++++ STORED DATA ++++

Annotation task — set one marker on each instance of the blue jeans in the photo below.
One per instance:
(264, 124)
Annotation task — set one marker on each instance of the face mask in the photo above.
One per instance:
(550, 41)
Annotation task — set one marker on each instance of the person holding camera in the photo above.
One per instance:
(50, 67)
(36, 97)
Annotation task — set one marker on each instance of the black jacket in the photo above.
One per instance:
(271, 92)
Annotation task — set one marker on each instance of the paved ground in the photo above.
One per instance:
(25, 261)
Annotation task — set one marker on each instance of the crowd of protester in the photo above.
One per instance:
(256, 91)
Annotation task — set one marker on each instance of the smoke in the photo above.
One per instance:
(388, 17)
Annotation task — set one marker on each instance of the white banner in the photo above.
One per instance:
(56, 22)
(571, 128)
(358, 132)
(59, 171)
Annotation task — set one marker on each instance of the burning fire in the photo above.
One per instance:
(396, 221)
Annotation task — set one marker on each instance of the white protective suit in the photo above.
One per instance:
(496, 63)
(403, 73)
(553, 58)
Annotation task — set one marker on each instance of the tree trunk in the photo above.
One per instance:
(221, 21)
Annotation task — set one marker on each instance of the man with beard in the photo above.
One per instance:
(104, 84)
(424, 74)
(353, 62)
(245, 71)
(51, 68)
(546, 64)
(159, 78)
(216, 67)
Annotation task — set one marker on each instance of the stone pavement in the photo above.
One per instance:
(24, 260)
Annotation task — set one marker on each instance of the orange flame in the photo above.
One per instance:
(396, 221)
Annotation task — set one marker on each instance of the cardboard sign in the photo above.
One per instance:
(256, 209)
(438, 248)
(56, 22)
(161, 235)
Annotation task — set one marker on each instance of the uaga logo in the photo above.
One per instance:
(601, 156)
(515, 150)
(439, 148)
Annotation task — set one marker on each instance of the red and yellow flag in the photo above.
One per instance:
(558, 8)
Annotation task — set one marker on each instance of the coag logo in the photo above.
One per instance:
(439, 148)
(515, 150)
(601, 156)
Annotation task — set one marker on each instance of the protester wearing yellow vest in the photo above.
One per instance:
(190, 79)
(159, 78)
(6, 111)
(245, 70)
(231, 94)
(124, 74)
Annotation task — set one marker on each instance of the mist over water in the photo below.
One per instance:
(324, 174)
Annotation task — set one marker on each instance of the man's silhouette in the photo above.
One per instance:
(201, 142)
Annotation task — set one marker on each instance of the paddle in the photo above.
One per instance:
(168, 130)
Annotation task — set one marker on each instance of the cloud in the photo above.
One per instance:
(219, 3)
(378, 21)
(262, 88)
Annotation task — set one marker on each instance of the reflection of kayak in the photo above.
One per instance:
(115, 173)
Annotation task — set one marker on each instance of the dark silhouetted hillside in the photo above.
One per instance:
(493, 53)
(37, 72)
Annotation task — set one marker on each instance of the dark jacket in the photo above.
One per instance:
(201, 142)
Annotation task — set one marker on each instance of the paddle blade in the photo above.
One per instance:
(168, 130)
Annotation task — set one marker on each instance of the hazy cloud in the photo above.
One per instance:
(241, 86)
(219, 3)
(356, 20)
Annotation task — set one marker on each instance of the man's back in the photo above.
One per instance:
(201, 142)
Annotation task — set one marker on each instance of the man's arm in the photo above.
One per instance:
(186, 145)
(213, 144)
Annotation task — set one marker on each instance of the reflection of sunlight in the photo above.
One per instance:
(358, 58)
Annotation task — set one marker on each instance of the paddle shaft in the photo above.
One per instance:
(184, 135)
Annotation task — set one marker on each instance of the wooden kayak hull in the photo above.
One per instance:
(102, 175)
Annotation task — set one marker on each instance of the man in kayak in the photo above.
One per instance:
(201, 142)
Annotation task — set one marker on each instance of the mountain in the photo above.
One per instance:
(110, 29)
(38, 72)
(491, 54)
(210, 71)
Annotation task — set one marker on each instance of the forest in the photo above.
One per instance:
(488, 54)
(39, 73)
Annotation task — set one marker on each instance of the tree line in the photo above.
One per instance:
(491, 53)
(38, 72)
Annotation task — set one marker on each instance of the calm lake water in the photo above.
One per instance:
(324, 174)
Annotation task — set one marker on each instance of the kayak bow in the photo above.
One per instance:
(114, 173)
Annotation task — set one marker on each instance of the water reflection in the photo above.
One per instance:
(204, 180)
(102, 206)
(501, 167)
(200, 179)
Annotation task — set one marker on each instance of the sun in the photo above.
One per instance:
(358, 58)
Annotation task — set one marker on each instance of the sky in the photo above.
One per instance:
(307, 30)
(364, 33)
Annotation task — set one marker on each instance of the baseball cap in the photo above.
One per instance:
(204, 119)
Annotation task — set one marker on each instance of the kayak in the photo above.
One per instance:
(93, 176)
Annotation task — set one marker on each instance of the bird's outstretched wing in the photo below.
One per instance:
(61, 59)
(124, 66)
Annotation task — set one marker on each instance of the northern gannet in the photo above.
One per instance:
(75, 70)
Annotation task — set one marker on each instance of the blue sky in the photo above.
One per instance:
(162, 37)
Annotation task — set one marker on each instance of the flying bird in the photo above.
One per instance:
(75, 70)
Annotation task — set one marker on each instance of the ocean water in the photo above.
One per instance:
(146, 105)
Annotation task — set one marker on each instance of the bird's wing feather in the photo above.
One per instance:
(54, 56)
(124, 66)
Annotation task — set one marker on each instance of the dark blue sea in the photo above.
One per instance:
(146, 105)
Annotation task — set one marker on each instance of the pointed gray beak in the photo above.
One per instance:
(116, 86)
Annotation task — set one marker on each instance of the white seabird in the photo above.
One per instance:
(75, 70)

++++

Search the entries for the word "paddle" and copy every line that has it.

Annotation task — set one marker on each instance of the paddle in the photo above.
Annotation task — set one marker on each instance of the paddle blade in the photo above.
Annotation task — set one marker on each instance of the paddle shaft in the photo above.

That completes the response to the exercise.